— Begin Records supplied —
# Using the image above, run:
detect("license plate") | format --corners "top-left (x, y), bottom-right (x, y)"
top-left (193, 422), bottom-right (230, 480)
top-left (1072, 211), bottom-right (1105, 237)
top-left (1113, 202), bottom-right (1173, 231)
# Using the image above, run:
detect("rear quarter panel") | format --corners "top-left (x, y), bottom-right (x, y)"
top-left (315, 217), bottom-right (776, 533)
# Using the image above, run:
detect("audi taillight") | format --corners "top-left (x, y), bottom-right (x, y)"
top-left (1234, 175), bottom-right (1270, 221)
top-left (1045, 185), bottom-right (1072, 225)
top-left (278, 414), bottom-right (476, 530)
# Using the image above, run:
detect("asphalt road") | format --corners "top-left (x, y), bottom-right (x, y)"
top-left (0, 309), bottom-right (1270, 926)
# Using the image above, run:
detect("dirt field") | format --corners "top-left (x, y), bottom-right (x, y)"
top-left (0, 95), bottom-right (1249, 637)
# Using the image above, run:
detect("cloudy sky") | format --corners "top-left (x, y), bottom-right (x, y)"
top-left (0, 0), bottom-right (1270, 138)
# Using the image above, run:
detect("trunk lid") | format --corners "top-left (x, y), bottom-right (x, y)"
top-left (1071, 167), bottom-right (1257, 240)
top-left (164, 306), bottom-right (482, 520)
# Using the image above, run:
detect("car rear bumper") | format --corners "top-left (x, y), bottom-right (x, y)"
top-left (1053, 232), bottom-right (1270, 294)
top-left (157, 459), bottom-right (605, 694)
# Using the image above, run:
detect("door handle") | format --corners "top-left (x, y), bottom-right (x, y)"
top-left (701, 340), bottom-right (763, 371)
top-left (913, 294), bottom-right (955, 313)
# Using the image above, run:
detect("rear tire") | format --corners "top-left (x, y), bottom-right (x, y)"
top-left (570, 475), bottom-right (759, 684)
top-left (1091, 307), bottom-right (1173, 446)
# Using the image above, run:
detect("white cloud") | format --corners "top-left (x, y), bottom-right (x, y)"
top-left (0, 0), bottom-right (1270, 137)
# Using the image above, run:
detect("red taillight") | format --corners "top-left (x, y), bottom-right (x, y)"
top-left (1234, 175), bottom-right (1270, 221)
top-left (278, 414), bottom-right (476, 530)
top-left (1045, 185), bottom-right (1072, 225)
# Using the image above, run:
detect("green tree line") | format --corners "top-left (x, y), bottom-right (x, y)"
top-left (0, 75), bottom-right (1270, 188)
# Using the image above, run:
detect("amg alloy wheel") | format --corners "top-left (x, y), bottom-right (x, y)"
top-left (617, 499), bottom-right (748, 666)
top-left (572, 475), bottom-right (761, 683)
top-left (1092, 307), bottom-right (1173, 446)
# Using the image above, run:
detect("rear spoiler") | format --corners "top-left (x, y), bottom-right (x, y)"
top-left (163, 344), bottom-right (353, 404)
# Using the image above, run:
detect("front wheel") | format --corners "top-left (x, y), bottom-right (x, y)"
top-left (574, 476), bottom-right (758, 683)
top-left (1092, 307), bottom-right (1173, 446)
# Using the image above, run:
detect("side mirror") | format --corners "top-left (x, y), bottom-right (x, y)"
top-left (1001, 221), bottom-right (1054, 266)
— End Records supplied —
Locate every line in the entries above that contains the string "rear" and copy each one.

detect("rear quarter panel") | format --corners "top-left (x, y), bottom-right (x, y)"
detect("car rear bumper") | format --corners "top-left (x, y), bottom-right (x, y)"
detect("rear tire") | format --corners "top-left (x, y), bottom-right (x, y)"
detect("rear spoiler") | format --corners "top-left (x, y), bottom-right (x, y)"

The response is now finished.